Aim :: Retype each of the following records word for word, keeping every line in its original order.

>> Begin

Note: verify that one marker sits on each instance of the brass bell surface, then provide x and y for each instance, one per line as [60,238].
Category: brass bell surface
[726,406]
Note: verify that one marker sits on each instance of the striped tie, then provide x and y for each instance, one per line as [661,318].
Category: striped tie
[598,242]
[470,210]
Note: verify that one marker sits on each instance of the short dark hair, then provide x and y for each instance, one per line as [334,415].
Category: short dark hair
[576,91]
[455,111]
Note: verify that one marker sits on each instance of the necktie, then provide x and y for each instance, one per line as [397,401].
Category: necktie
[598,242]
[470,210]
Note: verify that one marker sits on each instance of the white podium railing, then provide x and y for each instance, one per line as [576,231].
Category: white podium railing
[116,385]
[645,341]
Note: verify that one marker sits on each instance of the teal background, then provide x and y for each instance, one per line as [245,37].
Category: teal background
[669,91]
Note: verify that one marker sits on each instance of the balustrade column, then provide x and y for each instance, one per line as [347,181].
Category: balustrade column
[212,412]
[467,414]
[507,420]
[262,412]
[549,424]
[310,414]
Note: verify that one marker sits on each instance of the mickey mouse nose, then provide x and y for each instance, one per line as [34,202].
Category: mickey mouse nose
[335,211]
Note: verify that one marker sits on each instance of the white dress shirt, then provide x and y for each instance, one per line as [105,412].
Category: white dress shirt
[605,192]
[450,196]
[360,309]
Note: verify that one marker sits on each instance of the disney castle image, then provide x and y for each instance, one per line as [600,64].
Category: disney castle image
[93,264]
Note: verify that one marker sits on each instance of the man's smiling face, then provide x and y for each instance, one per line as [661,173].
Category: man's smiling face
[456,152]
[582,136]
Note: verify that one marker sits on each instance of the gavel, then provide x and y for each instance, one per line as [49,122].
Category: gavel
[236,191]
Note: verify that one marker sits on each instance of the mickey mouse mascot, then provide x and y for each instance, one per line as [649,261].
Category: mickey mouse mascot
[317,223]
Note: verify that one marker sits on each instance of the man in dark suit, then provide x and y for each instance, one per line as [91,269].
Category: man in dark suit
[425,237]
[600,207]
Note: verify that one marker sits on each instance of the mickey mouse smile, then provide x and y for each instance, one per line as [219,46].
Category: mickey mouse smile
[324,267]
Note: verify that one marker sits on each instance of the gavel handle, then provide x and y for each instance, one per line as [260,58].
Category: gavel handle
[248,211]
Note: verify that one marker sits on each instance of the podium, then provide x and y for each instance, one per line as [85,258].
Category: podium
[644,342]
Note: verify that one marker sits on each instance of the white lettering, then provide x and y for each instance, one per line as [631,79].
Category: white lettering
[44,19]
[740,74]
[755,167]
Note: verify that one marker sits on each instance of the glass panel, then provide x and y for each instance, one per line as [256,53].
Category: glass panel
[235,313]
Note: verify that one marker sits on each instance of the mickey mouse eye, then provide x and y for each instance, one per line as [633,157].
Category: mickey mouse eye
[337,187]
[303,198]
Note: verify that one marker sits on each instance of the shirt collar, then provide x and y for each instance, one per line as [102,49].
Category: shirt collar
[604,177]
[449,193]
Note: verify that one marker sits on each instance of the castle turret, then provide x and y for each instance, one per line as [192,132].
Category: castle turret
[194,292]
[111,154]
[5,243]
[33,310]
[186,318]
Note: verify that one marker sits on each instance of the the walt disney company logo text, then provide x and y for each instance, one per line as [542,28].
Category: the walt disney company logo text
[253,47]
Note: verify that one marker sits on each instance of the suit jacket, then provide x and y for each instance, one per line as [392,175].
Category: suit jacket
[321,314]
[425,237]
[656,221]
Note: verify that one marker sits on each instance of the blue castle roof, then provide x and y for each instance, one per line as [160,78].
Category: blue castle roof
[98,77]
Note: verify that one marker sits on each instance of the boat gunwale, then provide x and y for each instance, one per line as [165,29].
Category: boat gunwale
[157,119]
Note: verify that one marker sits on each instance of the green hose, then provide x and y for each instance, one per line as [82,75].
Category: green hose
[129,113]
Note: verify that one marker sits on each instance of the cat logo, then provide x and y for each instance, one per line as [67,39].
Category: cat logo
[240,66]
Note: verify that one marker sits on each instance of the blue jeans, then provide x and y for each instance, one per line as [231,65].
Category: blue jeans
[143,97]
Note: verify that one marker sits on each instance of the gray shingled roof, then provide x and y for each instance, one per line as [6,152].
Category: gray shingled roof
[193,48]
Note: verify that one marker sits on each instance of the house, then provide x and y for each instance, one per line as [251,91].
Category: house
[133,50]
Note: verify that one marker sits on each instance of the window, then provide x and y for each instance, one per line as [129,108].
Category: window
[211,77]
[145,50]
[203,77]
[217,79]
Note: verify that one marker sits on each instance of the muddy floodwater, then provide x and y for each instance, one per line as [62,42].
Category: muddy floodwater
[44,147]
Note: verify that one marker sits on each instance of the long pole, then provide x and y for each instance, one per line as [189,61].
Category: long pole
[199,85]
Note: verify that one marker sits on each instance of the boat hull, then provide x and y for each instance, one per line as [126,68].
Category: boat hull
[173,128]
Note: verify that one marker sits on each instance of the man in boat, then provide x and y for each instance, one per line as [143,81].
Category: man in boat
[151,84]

>> End

Final result ::
Note: verify that one marker sits on each instance of the brass bell surface, then provide x and y for each instance, one per line as [60,238].
Category: brass bell surface
[726,406]
Note: verify that one marker sits on each instance of the striped tie, then provide x and y for each instance, one per line as [661,318].
Category: striped tie
[598,242]
[470,210]
Note: verify that one marker sits on each instance of the short dark hair, then provide x and y for each instance, one per line as [334,415].
Category: short dark hair
[576,91]
[455,111]
Note: verify that one marker sits on each instance of the necktie, then provide x and y for each instance, one per line as [397,401].
Category: necktie
[598,242]
[470,210]
Note: verify that one marker sits on each instance of the white podium railing, then provide x and y for each instance, one per line as [576,231].
Category: white podium railing
[116,385]
[645,341]
Note: verify that one marker sits on each instance of the teal background, then provide x and y for each instance, one per line as [245,37].
Category: teal background
[669,91]
Note: verify that one marker sits on each instance of the balustrade column, then provide x and y for each instance, one per line as [347,181].
Category: balustrade column
[212,412]
[467,414]
[507,420]
[262,412]
[549,424]
[310,414]
Note: verify that one marker sits on each instance of the mickey mouse nose, then provide x and y for each instance, one per line as [34,202].
Category: mickey mouse nose
[335,211]
Note: verify that one marker sits on each instance of the white dress shirt, then provide x and y for each instance, one per line as [105,412].
Category: white dress shirt
[605,192]
[450,196]
[360,309]
Note: verify that one marker sits on each instance of the disney castle image, then provide x and y for each instance, one per line as [600,64].
Category: disney castle image
[93,264]
Note: verify that one marker sits on each instance of the man's smiling face, then provide x and y for each instance, one per line as [661,173].
Category: man's smiling face
[456,152]
[582,136]
Note: verify that one marker sits on each instance of the gavel, then provide x and y for each instance, one per line as [49,122].
Category: gavel
[236,191]
Note: verify that one marker sits on each instance of the mickey mouse mascot, then provide x and y for each instance, one per line as [649,261].
Category: mickey mouse mascot
[317,223]
Note: verify that one marker sits on each instance of the man in dark suit, then provide x and y for each instance, one per line as [91,269].
Category: man in dark suit
[425,237]
[600,207]
Note: verify that one marker sits on each instance of the mickey mouse smile, then provide x and y for each instance, one per line as [219,46].
Category: mickey mouse smile
[324,267]
Note: verify that one marker sits on each instance of the gavel handle, then provide x and y for each instance, one per line as [260,58].
Category: gavel handle
[248,211]
Note: verify that one marker sits on each instance of the podium, then provide x and y for each instance, one per line as [85,258].
Category: podium
[644,342]
Note: verify that one marker sits on each instance of the white lettering, then provide x and y for each instance, one per line as [631,79].
Category: white lettering
[44,19]
[740,74]
[755,167]
Note: verify that one marker sits on each instance of the glass panel, then provide x and y for each instance, one per line as [256,53].
Category: glass panel
[235,313]
Note: verify that one marker sits on each instance of the mickey mouse eye, then provide x and y for each instance, one per line as [633,157].
Category: mickey mouse eye
[337,187]
[303,198]
Note: verify that one marker sits on each instance of the shirt collar, then provide x and y for each instance, one per line as [102,49].
Category: shirt collar
[604,177]
[449,193]
Note: verify that one marker sits on each instance of the castle turret, then provide x and y for each instance, one per line as [192,132].
Category: castle turret
[194,292]
[111,154]
[5,243]
[33,310]
[186,318]
Note: verify that one marker sits on each instance of the the walt disney company logo text, then provide x and y for each instance, one per line as [542,28].
Category: the walt disney company logo text
[253,47]
Note: verify that one marker sits on each instance of the suit jacket, then provide x and y for each instance, one per line as [392,175].
Category: suit jacket
[321,314]
[425,237]
[656,221]
Note: verify that one marker sits on each instance of the blue castle roof, then provide x and y for each instance, one per line as [160,78].
Category: blue castle roof
[98,77]
Note: verify that one marker sits on each instance of the boat gunwale, then provide x and y for each instance, one per line as [165,29].
Category: boat gunwale
[157,119]
Note: verify that one marker sits on each instance of the green hose, then provide x and y for each instance, one per line as [82,75].
Category: green hose
[129,113]
Note: verify that one marker sits on each instance of the cat logo, then provide x and y for each instance, one per line as [67,39].
Category: cat logo
[240,66]
Note: verify that one marker sits on each instance of the blue jeans, then provide x and y for each instance, one per line as [231,65].
Category: blue jeans
[143,97]
Note: verify that one marker sits on each instance of the gray shingled roof, then provide x and y for each instance, one per line as [6,152].
Category: gray shingled roof
[193,48]
Note: verify that one marker sits on each instance of the house, then provide x and y for each instance, one per line as [251,91].
Category: house
[133,50]
Note: verify that one marker sits on each instance of the window, then provide x and y for each instance, one per line as [129,108].
Category: window
[211,77]
[145,50]
[203,77]
[217,79]
Note: verify that one marker sits on each instance of the muddy floodwater, then provide x and y for each instance, one per line as [62,42].
Category: muddy floodwater
[44,147]
Note: verify that one marker sits on each instance of the long pole, then provide x and y for each instance, one per line as [189,61].
Category: long pole
[199,85]
Note: verify that one marker sits on each instance of the boat hull, then provide x and y for each instance, one per line as [126,68].
Category: boat hull
[173,128]
Note: verify that one marker sits on each instance of the man in boat, then provide x and y for each instance, one per line as [143,81].
Category: man in boat
[151,84]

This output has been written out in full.